WORK TO BE COMPLETED: Lines in the entries below where the word "green" shows up should each be copied.

[Dataset entries]

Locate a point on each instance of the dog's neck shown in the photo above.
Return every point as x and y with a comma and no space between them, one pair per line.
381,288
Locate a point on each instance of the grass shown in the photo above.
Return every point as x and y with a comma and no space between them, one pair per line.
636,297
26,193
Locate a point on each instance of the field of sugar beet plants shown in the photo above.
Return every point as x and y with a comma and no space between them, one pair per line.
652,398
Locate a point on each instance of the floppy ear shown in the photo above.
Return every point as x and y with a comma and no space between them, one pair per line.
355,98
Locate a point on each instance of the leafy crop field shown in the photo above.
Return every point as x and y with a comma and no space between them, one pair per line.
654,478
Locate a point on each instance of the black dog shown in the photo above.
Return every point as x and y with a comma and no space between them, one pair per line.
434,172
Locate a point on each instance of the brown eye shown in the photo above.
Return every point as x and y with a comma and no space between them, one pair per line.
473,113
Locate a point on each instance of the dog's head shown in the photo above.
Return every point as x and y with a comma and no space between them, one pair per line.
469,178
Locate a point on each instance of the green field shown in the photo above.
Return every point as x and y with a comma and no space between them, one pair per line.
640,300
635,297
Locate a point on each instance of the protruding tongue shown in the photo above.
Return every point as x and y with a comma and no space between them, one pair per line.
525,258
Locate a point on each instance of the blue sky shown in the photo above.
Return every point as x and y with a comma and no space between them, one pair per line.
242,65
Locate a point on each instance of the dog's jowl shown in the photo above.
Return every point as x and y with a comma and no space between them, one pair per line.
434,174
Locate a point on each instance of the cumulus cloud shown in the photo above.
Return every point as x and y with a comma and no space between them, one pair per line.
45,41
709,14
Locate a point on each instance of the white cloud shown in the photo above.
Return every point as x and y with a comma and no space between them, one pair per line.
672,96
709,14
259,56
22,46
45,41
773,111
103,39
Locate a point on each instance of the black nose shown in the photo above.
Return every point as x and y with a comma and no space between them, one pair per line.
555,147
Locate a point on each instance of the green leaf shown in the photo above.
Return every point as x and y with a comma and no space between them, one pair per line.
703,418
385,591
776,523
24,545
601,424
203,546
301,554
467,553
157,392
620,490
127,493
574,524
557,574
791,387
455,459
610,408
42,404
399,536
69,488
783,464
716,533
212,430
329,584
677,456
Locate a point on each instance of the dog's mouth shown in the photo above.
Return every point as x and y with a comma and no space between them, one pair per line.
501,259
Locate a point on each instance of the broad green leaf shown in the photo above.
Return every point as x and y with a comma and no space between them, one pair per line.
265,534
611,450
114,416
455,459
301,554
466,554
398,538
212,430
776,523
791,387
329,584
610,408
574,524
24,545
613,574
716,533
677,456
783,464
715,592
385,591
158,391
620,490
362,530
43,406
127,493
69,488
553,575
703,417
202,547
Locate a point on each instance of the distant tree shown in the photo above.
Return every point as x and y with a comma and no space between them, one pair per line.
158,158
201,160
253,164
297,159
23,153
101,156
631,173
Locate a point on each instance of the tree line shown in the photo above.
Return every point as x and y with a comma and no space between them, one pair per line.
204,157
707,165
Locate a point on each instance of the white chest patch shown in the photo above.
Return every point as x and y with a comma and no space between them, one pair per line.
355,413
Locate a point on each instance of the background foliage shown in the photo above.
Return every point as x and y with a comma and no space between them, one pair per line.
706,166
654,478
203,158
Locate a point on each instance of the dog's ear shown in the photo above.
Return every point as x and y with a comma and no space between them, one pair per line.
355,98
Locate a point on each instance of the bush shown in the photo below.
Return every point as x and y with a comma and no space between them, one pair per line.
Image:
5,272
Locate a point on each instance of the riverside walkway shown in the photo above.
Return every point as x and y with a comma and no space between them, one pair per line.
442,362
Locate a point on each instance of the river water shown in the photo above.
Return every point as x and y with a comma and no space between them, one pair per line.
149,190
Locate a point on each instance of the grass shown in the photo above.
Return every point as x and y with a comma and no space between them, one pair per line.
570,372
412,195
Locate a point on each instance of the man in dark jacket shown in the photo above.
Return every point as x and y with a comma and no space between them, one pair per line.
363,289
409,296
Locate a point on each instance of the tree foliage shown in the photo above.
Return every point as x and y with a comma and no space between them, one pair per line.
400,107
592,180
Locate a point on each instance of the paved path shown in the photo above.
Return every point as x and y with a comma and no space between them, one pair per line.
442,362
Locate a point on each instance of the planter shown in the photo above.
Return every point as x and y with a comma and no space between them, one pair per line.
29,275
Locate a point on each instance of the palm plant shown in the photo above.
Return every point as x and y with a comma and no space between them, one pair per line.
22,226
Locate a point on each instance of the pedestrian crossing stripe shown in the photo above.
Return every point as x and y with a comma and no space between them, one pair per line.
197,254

RESPONSE:
Locate a point on each instance of the green field shown in the photo above.
Locate a point on each instance of the green leaf shown in the photo above.
Locate a point on each instance of the broad green leaf shown in the photo above.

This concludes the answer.